Text block>
──────

Motion Sickness Is the Least of Your Problems


A shorter than usual review of a better than average film:



Somewhere in the mid-levels of hell is an endless family road trip complete with tone-deaf sing-a-longs, backseat driving, and epic parental bickering sparked by minute issues such as someone having packed the wrong flavor of sugar wafers. While I don’t think the likes of Jeffrey Dahmer or Adolph Hitler will experience this painful, if not quite Salo-esque torture, such a place would most likely be reserved for sinners who deserve eternal punishment with minor glimmers of relief sparked by winning some rounds of 20 Questions or spotting a license plate from Alaska.
I’ve taken my share of vacations via the highway.
One of the great things about Dead End, a small festival veteran from 2003 that never quite found its audience, is that the film is fully aware hell is not just other people, but more specifically, your family after too many hours in a moving motor vehicle.

Quick Plot: It’s Christmas Eve on the road as the Harringtons make their way to mom (Lin Shaye, giving her all)’s family of gun and good liquor loving relatives. Daughter Marion (Alexandra Holden) is a psychologist with her boyfriend in tow and teenage son Richard is an obnoxiously horny and homophobic Marilyn Manson (not Branson) fan. Things take a turn when Dad takes the scenic route and comes upon a young woman toting a suspiciously quiet baby on a quiet and lonely open road. Mystery is in the winter air.



It doesn’t take long for bad things to happen. An ill-advised detour to an abandoned cabin leaves one passenger alone long enough to end up banging on the back window of a passing Rolls Royce, only to be discovered in a gooey and burned state icky enough to send a family member into inconvenient catatonia. Clearly, this holiday is on its way to being far worse than the time Dad drank too much eggnog and the kids gathered round to watch Jingle All the Way*


I rented Dead End on a whim due to the random discovery that it takes place on Christmas Eve. Following Cuento de Navidad , this is another refreshingly low profile pleasant surprise filled with interesting nastiness and a wonderfully twisted sense of humor. I was reminded slightly of The Signal ’s second chapter (minus the head-in-a-vice and blood-spattered helium tank), where black comedy seems to be banging on the door (or car windows) and sending tiny minions inside to twist a rather traditional horror narrative. 


Writer/directors Jean-Baptiste Andrea and Fabrice Canepa haven't made a masterpiece, but Dead End is a far more interesting ride than its bargain bin title and heard-it-before premise would lead you to believe. With solid performances, surprisingly effective jump scares, and a playfully wicked script, Dead End finds its own voice and delivers a fun enough 90 minutes that makes for a truly enjoyable alternative Christmas. Maybe next year I'll pair it with The Ref for a dysfunctional family double feature worthy of my eggnog toast.
High Points
Although each character doesn’t quite have the time for genuine in-depth development, it’s refreshing to see a family composed of normal, everyday people prone to selfishness, neuroticism, and a begrudging sense of familial love.

──────

Tasks to perform>
a - According to the Dead End review, who wrote and directed the film?
b - Say whether each statement agrees with the Dead End review, answering yes or no and quoting the deciding words: (i) The story is set on Christmas Eve. (ii) Marion works as a lawyer. (iii) The reviewer calls the film a masterpiece.
c - Extend the Dead End review by writing what comes after its last sentence.
The lines that come next are separate material and are not part of the Dead End review.

Given data>
──────

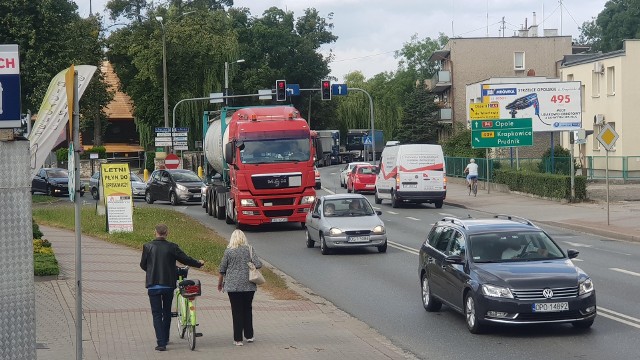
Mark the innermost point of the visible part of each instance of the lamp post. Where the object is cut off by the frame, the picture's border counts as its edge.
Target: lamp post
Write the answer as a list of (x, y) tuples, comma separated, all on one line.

──────

The replies>
a - Jean-Baptiste Andrea and Fabrice Canepa.

b -
(i) Yes: "It’s Christmas Eve on the road as the Harringtons make their way to mom (Lin Shaye, giving her all)’s family of gun and good liquor loving relatives."
(ii) No: "Daughter Marion (Alexandra Holden) is a psychologist with her boyfriend in tow."
(iii) No: "Writer/directors Jean-Baptiste Andrea and Fabrice Canepa haven't made a masterpiece."

c -
All the performances are marked by a nice and steady level of high energy, with Robocop’s way too cool Ray Wise standing out as the patriarch trying his best to save those he cares about.



Low Points
Perhaps it’s just that I’ve seen to many ghostly night-of-terror direct-to-DVD titles that utilize this type of ending, but the final explanation--even though it’s not quite it appears to be--feels like well-worn territory too tacked on for a rewarding finish

Similarly, the half-hearted attempt to toss in a haunted backstory so late in the film feels like a line of filler that doesn't really do anything to enrich the already engrossing narrative
Lessons Learned
Here’s a surefire relaxation technique taught across the nation by college baseball coaches: breathe in deeply through your nose. Now slowly let it out through your mouth. Done.
Always choose a Secret Santa with an NRA membership


In order to ease your sister out of shock, try to avoid confessing to murdering her pet hamster a few years back via such an unpleasant and unsanitary means as the kitchen microwave



Lab coats are so comfortable, many doctors wear them on the drive home.
Rent/Bury/Buy:
While this isn’t hauntingly grim holiday horror along the lines of Inside or totally unique territory like Cuento de Navidad, Dead End is far more worthwhile than its low profile and dull title would have you believe. The mix of dark family humor with a standard horror setup makes for an experience that doesn’t quite take the direction you’d expect and in the modern age of remakes, teens in turmoil, and torture porn, it does its job with gusto, innovation, and a joyously off-kilter Christmas spirit.



*If I had the time I’d review this Arnold Schwarzenegger epic fail of 1996 because holy Christmas is this a terrifyingly bad film. I didn’t think the Action Star On the Decline period could get worse than Batman & Robin, but between Jake Lloyd’s practice rounds to destroy the Star Wars saga, Sinbad’s awful turn as an offensively disgruntled mailman (complete with a bomb scare plan), the wasting of Phil Hartman as an oily neighbor sexually harassing a married woman, and a horrifically commercial message at its heart, Jingle All the Way may be the most frightening Christmas movie of all time. Without question, my kids will be watching Billy Chapman hack his way through the naughty well before seeing the future governor of California punch a reindeer in the face.

4 comments:

  1. I very much am a fan of Dead End. I think it's got some genuinely creepy scenes. A couple of years ago I found myself having to detour off Hwy 2 (which can get desolate enough) in Michigan's Upper Peninsula in the middle of the night (alone), and I couldn't get this damn movie out of my head for the entire detour. Thanks, Dead End!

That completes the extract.